▶ WORK INSTRUCTION A: From the essay about helping a sister open a bar in Brooklyn, list every kind of junk named as filling the lot.
▶ WORK INSTRUCTION B: In the essay about helping a sister open a bar in Brooklyn, what was the narrator using to dig the trenches?
▶ WORK INSTRUCTION C: Continue the essay about helping a sister open a bar in Brooklyn, starting right after its final sentence.

▶ SOURCE PASSAGE:
******

April 20, 2024

You’re the Boss: Introducing Start: In the Trenches With Young Businesses

Start

The adventure of new ventures.

One summer Saturday afternoon, I was kneeling on a barren patch of dirt in Brooklyn, digging flat-bottomed trenches with a trowel. It was 2008. My sister was trying to open a bar, and I was helping her prepare to lay bricks in what would be the backyard.

A few weeks earlier, the lot had been a graveyard of broken bicycles, hip-deep in rusty spokes, fenders and other detritus from a shop that had occupied the space for many years. Friends had helped my sister haul the junk away and level the lumpy ground; the project took on the quality of a barn raising. It was hot. We were grimy. “Sweat equity” wasn’t just a figure of speech. And I remember thinking that, although her enthusiasm might kill us, at least we’d all get a drink at the end.

******

[Region pointing data]
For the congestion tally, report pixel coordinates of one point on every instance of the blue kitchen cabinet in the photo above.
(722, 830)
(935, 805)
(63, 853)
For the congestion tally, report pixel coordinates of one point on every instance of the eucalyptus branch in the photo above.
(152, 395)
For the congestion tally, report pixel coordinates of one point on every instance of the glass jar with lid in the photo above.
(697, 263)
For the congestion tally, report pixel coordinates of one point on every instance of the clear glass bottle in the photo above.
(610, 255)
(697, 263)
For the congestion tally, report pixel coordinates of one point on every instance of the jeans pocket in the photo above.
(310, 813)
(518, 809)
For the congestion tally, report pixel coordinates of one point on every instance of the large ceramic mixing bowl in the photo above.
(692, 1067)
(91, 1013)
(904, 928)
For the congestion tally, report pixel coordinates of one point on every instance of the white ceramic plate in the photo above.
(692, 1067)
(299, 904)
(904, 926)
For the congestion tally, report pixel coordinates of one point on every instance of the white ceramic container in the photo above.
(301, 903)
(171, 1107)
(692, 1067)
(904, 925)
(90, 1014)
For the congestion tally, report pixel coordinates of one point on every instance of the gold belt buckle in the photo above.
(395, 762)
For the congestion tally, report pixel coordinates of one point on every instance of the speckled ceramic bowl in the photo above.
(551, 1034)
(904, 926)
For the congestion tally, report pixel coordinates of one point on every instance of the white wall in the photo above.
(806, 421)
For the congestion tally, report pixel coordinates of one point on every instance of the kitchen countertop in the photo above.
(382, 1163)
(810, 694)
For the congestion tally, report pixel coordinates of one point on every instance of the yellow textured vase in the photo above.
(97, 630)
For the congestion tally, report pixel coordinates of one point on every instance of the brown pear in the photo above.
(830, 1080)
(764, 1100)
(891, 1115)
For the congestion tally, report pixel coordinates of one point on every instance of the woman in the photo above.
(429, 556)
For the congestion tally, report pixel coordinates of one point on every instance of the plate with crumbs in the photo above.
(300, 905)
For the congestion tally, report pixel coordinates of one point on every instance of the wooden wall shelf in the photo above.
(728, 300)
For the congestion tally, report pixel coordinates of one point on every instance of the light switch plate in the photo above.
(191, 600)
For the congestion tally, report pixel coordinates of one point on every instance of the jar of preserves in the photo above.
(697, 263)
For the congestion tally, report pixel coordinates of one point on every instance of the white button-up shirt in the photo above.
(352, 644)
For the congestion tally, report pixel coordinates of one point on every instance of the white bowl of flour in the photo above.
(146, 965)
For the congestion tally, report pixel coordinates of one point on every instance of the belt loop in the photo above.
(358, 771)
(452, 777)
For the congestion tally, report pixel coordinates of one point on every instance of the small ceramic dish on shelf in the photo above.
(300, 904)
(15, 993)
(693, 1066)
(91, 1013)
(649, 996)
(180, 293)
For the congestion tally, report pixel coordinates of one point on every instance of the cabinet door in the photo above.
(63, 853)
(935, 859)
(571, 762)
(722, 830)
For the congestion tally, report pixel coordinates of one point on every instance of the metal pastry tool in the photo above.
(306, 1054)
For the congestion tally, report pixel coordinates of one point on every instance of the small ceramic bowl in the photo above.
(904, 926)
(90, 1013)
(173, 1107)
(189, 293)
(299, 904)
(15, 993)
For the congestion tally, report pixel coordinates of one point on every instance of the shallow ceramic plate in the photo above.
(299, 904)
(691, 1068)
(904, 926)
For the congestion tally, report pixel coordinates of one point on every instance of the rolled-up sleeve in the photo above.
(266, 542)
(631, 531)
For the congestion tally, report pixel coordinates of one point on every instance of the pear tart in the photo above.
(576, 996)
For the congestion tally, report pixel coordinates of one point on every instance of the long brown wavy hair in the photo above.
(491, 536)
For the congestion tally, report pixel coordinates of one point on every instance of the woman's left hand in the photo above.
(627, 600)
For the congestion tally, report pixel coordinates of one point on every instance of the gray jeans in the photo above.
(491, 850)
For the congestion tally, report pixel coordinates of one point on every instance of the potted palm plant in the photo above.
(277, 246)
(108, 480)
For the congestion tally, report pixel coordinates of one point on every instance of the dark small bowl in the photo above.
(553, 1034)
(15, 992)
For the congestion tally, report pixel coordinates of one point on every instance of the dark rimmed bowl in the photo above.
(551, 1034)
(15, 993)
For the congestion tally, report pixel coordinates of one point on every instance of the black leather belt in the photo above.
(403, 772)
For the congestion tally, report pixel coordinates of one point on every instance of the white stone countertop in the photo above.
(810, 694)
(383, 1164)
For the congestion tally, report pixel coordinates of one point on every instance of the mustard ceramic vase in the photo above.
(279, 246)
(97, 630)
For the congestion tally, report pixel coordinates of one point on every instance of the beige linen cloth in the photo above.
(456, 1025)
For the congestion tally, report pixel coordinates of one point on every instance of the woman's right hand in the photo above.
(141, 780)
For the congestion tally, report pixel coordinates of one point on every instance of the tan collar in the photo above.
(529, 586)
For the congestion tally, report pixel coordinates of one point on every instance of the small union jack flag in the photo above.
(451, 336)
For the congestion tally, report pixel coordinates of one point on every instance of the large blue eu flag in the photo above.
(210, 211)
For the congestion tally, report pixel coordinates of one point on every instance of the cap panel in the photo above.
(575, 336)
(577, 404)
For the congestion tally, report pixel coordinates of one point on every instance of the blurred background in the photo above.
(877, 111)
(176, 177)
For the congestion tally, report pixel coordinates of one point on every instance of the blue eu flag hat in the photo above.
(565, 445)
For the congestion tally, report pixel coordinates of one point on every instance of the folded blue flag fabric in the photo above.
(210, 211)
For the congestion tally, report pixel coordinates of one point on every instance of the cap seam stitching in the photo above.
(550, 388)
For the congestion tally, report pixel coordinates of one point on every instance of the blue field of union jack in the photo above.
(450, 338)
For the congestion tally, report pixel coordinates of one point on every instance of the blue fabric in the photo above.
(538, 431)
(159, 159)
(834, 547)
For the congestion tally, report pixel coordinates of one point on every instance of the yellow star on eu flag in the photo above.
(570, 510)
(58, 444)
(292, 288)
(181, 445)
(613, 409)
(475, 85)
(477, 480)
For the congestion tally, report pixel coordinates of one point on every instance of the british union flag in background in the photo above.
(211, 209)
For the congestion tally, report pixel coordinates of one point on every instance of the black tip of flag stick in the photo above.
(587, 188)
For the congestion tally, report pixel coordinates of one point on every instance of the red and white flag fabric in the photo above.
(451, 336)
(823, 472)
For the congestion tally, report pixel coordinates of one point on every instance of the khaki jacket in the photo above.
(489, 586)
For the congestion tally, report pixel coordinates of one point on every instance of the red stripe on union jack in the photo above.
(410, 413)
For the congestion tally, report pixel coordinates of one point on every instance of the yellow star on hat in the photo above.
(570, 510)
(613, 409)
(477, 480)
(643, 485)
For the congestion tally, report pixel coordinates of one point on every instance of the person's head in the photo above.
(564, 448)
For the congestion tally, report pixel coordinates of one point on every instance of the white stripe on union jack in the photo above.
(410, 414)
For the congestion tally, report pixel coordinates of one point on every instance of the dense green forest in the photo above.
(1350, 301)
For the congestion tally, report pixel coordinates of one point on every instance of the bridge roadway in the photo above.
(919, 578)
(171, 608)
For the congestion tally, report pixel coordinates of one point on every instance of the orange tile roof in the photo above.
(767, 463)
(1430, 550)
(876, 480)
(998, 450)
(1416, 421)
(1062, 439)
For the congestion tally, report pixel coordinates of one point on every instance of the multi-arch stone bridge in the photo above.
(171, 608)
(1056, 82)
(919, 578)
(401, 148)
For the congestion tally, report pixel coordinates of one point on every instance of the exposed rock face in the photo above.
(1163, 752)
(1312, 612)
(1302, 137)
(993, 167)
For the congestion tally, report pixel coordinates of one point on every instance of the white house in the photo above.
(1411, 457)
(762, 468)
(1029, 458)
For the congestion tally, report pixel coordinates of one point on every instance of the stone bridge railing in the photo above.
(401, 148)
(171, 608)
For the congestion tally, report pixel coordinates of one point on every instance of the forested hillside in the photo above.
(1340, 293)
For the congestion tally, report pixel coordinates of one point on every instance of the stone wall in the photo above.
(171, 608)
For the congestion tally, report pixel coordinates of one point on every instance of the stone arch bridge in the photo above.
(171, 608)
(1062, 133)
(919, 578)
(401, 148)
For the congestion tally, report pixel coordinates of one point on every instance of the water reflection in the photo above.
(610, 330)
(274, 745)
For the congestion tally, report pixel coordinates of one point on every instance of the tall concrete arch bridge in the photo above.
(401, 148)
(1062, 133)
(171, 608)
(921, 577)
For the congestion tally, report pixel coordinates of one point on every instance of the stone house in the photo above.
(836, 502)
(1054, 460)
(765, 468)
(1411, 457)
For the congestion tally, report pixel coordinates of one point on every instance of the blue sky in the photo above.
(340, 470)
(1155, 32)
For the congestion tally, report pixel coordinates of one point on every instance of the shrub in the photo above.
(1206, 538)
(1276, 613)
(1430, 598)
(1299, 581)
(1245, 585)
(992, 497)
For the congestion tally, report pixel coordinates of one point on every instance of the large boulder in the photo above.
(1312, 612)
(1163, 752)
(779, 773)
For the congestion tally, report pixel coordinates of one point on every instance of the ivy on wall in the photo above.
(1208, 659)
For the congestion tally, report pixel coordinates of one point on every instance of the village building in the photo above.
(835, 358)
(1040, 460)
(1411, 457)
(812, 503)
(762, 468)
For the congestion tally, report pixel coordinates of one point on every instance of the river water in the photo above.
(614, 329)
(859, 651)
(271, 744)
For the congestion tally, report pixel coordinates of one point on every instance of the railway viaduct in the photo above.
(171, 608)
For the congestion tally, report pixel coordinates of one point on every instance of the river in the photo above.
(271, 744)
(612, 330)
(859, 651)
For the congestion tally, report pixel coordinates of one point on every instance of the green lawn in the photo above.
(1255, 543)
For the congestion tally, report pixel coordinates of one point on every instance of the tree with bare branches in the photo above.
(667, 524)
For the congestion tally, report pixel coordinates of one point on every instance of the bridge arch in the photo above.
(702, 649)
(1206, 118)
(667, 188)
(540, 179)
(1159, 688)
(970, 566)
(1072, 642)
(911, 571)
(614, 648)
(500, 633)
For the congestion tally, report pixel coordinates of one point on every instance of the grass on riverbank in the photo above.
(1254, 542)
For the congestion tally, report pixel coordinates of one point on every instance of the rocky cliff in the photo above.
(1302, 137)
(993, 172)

******

▶ RESPONSE A: broken bicycles, rusty spokes, fenders

▶ RESPONSE B: A trowel.

▶ RESPONSE C:
These days, the backyard is full of activity. Patrons with pint glasses mill around the patio tables. Some of them barbecue on a pair of charcoal grills that a neighborhood welder built in exchange for a bar tab. It’s a simple story, one that leaves a lot of things out — including plenty of long nights, headaches and nails bitten to the quick. But it’s also emblematic of why I love new ventures: there are few things more infectious than the creative drive of an entrepreneur bringing a new business to life. I’m a fan of roll-up-your-sleeves, work-‘til-dawn anecdotes. They’re the kind of stories I heard every day when I was an editor at Fortune Small Business, whether I was prowling the halls of start-up incubators in Detroit or riding across Texas in a Winnebago full of entrepreneurs doing a whistle-stop product introduction.

So whether you’re in the throes of starting a new company, or you’re an old hand at entrepreneurship, or you’re just helping a loved one dig in the dirt, I’m thrilled to welcome you to Start, a new channel at You’re the Boss devoted exclusively to young businesses. From the outside, a start-up can look like alchemy: creating value out of thin air. But there’s no magic recipe to transforming a napkin sketch into a sustainable endeavor.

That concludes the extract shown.